From the notes on task nudges and the weekly digest, list every field that each nudge stores in the nudge_events table.

* _PASSAGE_:
# # # # #
Nudge generation (overdue.py): - Prompt includes task title, domain, priority, overdue duration, nudge count, and reschedule count. - Tone escalates based on nudge history: friendly → firm → assertive. - If reschedule_count > 3, calls out the pattern directly. - Fallback: original template string if Ollama is unreachable.

Reminder generation (reminders.py): - Pre-task reminder 15 minutes before scheduled start. - Prompt includes task context and description for personalized reminders. - Fallback: "⏰ '{title}' starts in 15 minutes. Duration: {duration}.".

Nudge tracking: - Every nudge is persisted to the nudge_events table (type, channel, tier, message, LLM flag). - tasks.nudge_count is atomically incremented on each nudge. - Stats available via Database.get_weekly_stats() for the weekly digest.

Weekly Efficiency Digest¶

Fires every Sunday at 7 PM UTC via the WeeklyDigest class. Assembles task completion stats from the past 7 days and generates a Donna-voiced efficiency report.

Stats collected: - Tasks completed vs created, completion rate percentage - Average time to complete (hours) - Top 5 most-nudged tasks (by nudge_count) - Top 5 most-rescheduled tasks (by reschedule_count) - Domain breakdown (completed, open, avg nudges per domain) - Total nudges sent this week - LLM cost this week (from invocation_log)
# # # # #
* _DATA PROVIDED_:
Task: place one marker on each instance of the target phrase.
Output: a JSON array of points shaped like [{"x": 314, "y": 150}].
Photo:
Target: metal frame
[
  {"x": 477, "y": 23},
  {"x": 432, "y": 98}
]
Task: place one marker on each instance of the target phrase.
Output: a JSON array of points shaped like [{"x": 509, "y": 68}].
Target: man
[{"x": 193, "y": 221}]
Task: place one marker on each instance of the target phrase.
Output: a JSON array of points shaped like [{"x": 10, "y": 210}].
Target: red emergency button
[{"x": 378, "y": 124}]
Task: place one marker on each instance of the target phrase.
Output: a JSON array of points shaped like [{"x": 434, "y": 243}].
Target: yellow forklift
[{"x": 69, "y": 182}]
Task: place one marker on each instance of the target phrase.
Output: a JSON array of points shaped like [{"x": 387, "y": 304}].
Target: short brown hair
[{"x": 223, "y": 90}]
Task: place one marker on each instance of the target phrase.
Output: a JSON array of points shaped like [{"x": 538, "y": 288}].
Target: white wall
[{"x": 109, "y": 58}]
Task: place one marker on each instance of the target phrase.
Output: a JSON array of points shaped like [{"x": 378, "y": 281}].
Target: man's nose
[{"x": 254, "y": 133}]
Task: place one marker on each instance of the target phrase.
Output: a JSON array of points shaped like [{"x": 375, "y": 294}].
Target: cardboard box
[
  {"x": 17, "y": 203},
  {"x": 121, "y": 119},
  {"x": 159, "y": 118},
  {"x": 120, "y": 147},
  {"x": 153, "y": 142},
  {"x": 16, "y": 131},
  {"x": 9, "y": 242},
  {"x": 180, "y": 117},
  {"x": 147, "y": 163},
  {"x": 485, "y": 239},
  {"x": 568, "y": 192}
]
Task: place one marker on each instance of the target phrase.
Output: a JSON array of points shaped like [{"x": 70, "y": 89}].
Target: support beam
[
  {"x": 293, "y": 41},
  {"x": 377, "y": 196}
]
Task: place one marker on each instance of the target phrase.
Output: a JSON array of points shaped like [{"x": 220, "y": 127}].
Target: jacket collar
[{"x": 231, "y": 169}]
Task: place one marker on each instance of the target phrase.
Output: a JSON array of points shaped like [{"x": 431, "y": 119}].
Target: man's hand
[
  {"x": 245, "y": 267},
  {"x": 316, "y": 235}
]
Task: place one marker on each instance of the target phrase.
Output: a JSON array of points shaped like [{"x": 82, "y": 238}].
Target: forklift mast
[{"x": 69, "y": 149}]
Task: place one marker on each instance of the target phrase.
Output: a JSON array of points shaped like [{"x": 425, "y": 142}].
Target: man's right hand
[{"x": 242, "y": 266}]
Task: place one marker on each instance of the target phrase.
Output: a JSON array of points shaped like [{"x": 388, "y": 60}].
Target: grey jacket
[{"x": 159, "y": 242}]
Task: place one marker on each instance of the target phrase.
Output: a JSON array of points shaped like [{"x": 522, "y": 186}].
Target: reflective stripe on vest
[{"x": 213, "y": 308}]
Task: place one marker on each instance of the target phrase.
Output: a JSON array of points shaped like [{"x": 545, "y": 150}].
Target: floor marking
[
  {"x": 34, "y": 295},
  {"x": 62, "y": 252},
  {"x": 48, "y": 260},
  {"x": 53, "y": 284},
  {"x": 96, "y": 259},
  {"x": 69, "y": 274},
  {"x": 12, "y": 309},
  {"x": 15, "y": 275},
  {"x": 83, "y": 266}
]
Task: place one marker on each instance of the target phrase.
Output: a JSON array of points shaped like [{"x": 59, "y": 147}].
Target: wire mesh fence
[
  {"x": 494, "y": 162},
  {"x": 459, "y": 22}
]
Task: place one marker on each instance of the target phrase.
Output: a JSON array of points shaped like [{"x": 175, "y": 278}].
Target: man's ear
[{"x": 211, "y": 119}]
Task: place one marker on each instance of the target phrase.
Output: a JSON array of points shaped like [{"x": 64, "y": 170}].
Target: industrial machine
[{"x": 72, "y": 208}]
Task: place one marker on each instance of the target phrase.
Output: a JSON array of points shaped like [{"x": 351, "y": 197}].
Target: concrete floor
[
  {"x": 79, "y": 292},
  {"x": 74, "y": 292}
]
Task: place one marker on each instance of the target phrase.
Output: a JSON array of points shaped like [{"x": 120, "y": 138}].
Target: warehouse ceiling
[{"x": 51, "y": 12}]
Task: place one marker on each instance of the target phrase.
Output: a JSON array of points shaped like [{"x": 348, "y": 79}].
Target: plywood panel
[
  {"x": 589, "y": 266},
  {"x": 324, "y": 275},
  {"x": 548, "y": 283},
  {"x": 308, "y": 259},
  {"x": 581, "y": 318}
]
# # # # #
* _ANSWER FOR THIS EXERCISE_:
type, channel, tier, message, LLM flag